-- begin Supplied information --

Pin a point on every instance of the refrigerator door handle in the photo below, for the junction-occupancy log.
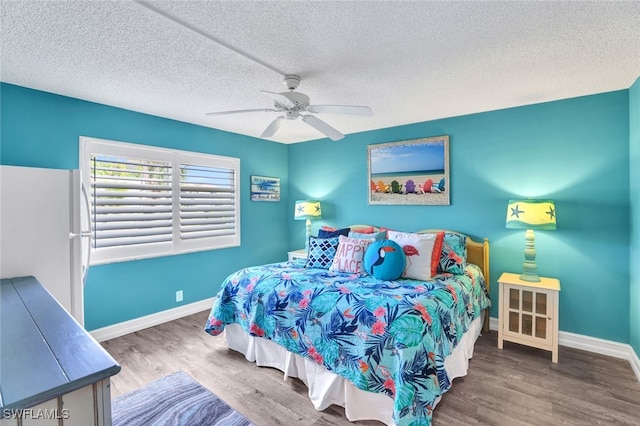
(86, 234)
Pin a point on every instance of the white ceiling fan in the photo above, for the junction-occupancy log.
(293, 104)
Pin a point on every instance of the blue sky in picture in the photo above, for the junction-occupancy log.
(413, 157)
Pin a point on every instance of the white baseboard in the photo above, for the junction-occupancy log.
(592, 344)
(137, 324)
(635, 363)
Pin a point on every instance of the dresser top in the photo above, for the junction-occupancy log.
(44, 352)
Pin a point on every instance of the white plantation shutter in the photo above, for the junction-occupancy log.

-- end Supplied information --

▶ _Task description_:
Please switch "junction-occupancy log" to "room inventory log" wherever it occurs in the entries, and write out all the lines again with nothing else changed. Leave the pictures out of your answer.

▶ _Worked answer_:
Pin a point on every instance of the refrigerator door handle in the photo below, for the room inventory log.
(86, 234)
Pin a point on every instance of the white ceiling fan in the photo above, for the room inventory log.
(293, 104)
Pin a point on every instance of the blue sky in picture in the photo above, for the room inventory log.
(413, 157)
Pin a point on every instance of the white baseboard in the photo above, for the room inventory log.
(592, 344)
(137, 324)
(635, 363)
Pin a point on every instance of the dresser top in the photo above, for the room inventory log.
(44, 352)
Pin a point on every instance of the white plantation shutter in the photo above, for the room inventory log.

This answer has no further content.